INSTRUCTIONS TO FOLLOW -
Copy out the lines exactly as they appear below, from the line containing "Segment every instance of the rear" through the line containing "359 255 L 365", and nothing else.

TASK INPUTS -
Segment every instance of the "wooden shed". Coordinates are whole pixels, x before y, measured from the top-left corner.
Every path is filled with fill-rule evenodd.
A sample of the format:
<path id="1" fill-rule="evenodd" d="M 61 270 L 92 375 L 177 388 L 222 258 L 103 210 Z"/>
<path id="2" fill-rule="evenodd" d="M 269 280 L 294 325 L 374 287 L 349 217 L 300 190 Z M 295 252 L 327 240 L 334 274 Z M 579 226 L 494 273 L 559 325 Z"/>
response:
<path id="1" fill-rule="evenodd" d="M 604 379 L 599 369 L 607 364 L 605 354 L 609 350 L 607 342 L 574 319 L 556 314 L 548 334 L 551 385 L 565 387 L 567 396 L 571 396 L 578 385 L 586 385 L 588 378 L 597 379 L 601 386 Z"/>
* * *
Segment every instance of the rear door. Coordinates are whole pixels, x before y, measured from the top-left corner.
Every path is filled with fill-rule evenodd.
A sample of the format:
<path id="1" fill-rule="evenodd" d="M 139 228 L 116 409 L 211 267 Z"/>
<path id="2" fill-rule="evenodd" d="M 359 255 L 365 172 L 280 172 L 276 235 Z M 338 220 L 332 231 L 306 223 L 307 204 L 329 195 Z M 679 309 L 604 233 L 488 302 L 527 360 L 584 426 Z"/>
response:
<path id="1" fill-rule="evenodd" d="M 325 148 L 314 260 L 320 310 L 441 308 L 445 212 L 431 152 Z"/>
--
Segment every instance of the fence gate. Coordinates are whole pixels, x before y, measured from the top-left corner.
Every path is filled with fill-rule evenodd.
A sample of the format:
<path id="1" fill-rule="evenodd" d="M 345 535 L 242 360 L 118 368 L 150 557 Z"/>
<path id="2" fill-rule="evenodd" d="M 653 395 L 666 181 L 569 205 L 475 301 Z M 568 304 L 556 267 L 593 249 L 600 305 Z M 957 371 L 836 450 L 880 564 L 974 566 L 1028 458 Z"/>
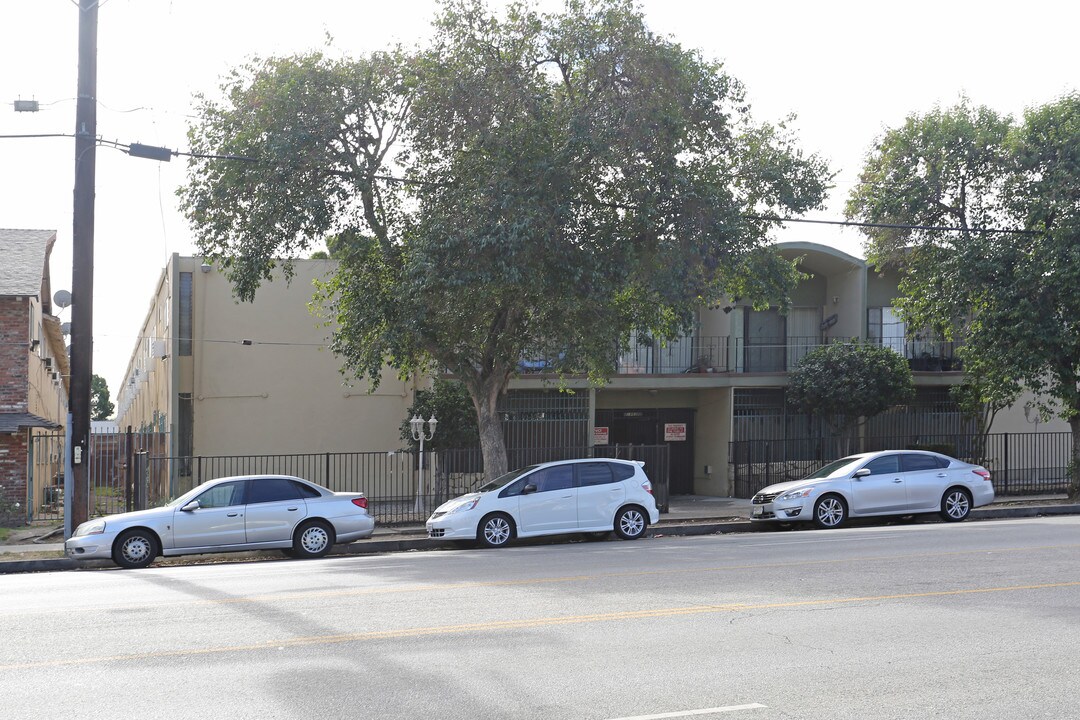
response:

SOLUTION TO THE EXERCISE -
Segment every instance of the rear door. Coordinates are whole pixels, x before y, measured from the top-left corner.
Every path is filled with fill-rule evenodd.
A sample of the format:
<path id="1" fill-rule="evenodd" d="M 139 228 L 116 409 L 211 267 Z"/>
<path id="2" fill-rule="evenodd" d="M 359 255 L 365 172 L 280 172 L 276 235 Z M 338 220 L 332 231 L 306 223 L 307 204 L 329 195 Z M 679 309 L 604 233 L 488 302 L 527 360 L 584 426 Z"/>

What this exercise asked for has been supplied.